These defects can be difficult to locate and equally hard to resolve once identified. As a result, in parallel programming it pays to program defensively. That is, know ahead of time where the traps are, and make sure you write your code to guard against them. Even then, an unexpected interaction between two threads can cause a bug to show up occasionally.

This article examines the primary places where threading bugs lurk and explains how to avoid them. It also looks at Intel® Thread Checker, which is one of the few threading tools available that can automate the discovery of potential trouble spots. This article assumes familiarity with threading basics and some form of mutual exclusion (a mutex, semaphore, or critical section). My comments apply equally to threads on all platforms—Windows*, Linux*, UNIX*, Java*, and so on.

Assigned task A:
Which forms of mutual exclusion does the passage on threading bugs name? List each one.
Assigned task B:
Can you write the next part of the passage on threading bugs, picking up right after its final sentence?

Information given:

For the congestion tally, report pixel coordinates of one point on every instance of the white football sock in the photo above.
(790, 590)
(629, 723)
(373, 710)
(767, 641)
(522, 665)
--
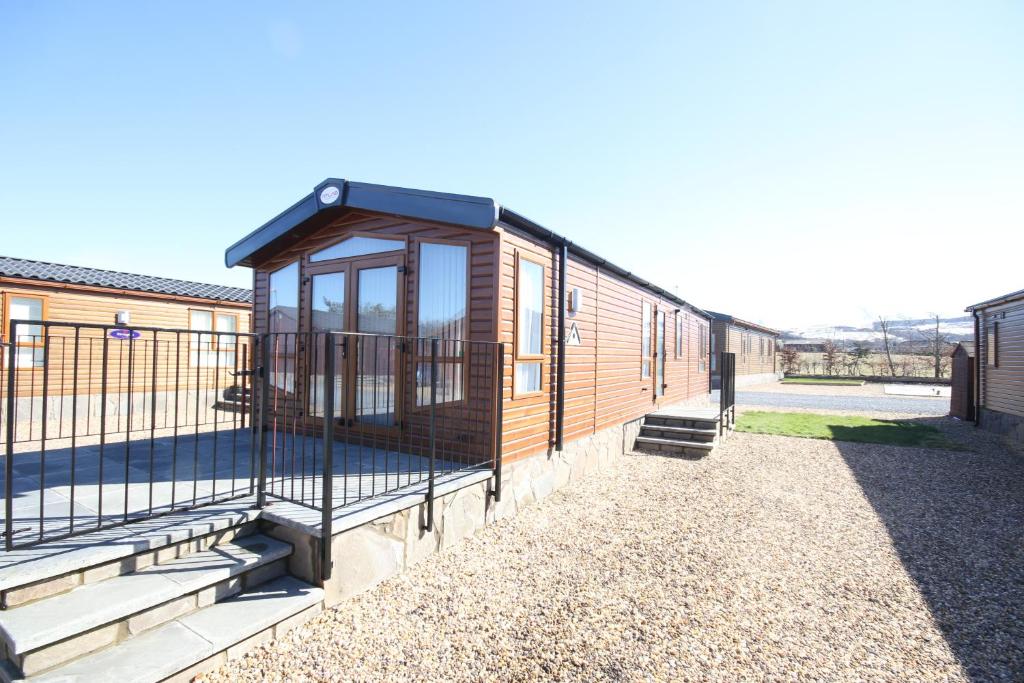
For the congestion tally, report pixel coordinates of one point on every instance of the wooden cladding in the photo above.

Exercise response A:
mutex
semaphore
critical section

Exercise response B:
Threading bugs occur most often in areas where two threads interact or two threads share a common data variable. The most common violations can be grouped into three categories: data races, deadlocks, and live locks, which is a rarely discussed topic. Scrupulously avoid them and your life as a parallel programmer will be much smoother.\

Data Races
Data races occur when two threads share a variable but don’t guard against simultaneous access and when at least one thread is modifying the variable. Suppose for example that you’ve made online reservations for a flight to your first gaming convention. Once you’ve paid for the reservation, you go online to choose your seat. However, at the same time, someone else on your flight is doing the same thing. There is one aisle seat left, and you click it to reserve it for yourself. The other person sees the same seat and clicks it at the same time you do. However, because of poor program design both of you receive confirmation that you now have the seat. So, who really gets the seat?

This situation is known as a data race—two threads unaware of each other that are both trying to update the same variable at the same time.

Data races should be suspected any time you receive inconsistent results when repeatedly running the same program against the same data. One solution to a data race is mutual exclusion (mutex). Using a mutex, for example, will cause one thread will put a lock on the code that updates the variable so that no other thread can update it until the lock is released. In the airline reservation system example, when a click occurs, a lock is placed on the seat-status update code. Anyone else who tries to select the same seat will have to wait until the lock releases, at which time the program will discover that the seat is now taken and that person will be told to select another seat.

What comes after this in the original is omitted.